Effective. Efficient. Solved.
 
Yes, but we can get the same results without having a bunch of needless extra building clutter by simply keeping the same bonus commerce values (and adding a few more for the Hypermarket, such as movies, alcohol, etc.) and boosting them so that it's not necessary to have said clutter of buildings. For instance, the Grocer gives +1 commerce to various bonus resources. The Supermarket, then, should give +2 to the same ones as well as the additional meats that have been added to the lineup (not just for health anymore!), and the Hypermarket should give +3. And keep in mind that the Hypermarket should keep the health bonuses provided by the Supermarket, since it would obviously still sell those products.

Effective. Efficient. Solved.

I see what you did there.

» Problems to solve:
1. In the passage on market buildings, how much commerce should the Hypermarket give to bonus resources?
2. Carry the passage on market buildings further from where it stops.
The records are separate material and unrelated to the passage on market buildings.

Records drawn from a dataset:
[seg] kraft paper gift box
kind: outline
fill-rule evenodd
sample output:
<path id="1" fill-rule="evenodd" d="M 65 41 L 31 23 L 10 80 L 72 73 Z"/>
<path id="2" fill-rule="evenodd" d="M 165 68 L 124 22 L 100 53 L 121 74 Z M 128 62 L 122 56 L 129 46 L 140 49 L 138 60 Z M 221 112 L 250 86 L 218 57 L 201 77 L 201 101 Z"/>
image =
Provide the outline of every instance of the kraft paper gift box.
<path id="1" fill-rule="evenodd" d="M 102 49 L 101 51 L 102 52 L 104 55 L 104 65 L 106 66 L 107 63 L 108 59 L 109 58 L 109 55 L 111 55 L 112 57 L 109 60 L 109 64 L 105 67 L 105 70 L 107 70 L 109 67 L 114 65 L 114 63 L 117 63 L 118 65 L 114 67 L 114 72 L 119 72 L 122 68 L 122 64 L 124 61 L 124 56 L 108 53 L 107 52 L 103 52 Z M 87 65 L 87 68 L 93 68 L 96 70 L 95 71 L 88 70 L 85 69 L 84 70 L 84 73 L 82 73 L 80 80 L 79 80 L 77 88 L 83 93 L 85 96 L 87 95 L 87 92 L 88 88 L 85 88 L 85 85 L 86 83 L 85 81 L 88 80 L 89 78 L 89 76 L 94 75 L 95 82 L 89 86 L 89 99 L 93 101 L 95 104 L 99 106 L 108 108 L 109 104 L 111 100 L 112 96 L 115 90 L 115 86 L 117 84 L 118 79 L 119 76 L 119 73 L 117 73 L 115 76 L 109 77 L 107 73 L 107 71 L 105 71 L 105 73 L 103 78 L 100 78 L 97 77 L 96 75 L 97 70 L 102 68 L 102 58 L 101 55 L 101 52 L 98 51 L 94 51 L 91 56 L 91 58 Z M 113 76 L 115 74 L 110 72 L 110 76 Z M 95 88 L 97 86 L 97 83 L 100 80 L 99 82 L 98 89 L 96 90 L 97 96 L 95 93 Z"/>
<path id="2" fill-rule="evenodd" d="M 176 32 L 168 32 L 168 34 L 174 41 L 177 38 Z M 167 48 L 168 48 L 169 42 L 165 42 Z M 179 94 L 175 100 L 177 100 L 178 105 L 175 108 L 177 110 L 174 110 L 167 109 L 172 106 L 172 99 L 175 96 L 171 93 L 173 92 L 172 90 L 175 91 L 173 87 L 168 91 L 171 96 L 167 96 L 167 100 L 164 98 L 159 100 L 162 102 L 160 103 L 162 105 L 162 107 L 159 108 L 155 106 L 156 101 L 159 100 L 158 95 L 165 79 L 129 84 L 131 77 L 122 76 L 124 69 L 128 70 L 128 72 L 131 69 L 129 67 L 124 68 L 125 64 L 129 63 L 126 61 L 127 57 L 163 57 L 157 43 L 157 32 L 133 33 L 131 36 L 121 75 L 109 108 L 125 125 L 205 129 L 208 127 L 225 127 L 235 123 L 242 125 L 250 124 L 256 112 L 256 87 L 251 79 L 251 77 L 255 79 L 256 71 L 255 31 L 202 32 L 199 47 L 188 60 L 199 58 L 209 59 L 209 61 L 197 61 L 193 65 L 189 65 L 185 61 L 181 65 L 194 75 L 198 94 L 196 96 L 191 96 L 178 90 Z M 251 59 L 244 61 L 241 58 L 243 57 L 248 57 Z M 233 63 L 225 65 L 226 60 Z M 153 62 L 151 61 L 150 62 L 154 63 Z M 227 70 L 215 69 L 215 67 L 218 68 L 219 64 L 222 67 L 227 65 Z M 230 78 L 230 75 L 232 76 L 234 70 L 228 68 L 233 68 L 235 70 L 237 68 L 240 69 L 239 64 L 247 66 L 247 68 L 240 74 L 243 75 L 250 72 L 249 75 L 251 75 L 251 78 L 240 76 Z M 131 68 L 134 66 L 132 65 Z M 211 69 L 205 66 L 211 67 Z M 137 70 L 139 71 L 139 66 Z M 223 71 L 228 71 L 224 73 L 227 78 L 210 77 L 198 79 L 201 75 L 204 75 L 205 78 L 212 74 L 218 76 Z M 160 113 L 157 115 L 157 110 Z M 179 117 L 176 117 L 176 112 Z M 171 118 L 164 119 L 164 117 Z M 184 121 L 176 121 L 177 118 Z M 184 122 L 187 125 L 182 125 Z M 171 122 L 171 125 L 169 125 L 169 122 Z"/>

» Expected outputs:
1. +3 commerce.

2.
Having the Grocer -> Supermarket -> Hypermarket path being the same as the Harbor ->...International Port path. Having each upgrade keep the bonuses of the building before it is another good solution. The only issue with that is the same issue that came up with the Harbor upgrade path, it makes some civ's UBs comparatively weak since their UB bonus would be upgraded out. Personally, that is a minor issue which does not bother me, but it has been brought up before with no good solutions found.
 
How do you cut down on the frequency of radioactive dust/fallout occurring? Because it's getting extremely excessive now, even though nuclear weapons haven't been used in decades. Every turn, between 5 and 10 regions around the entire world become affected by fallout.
 
I see what you did there.

Having the Grocer -> Supermarket -> Hypermarket path being the same as the Harbor ->...International Port path. Having each upgrade keep the bonuses of the building before it is another good solution. The only issue with that is the same issue that came up with the Harbor upgrade path, it makes some civ's UBs comparatively weak since their UB bonus would be upgraded out. Personally, that is a minor issue which does not bother me, but it has been brought up before with no good solutions found.

It's really too minor to worry about, since so many civs have had their UUs steamrolled by new units in RoM:AND. The Heavy Tank/IS2 totally kills the Panzer, and it comes literally a few turns after. There are more, but that one is particularly glaring.
 
Thanks for that. Now, how do I disenable Mastery?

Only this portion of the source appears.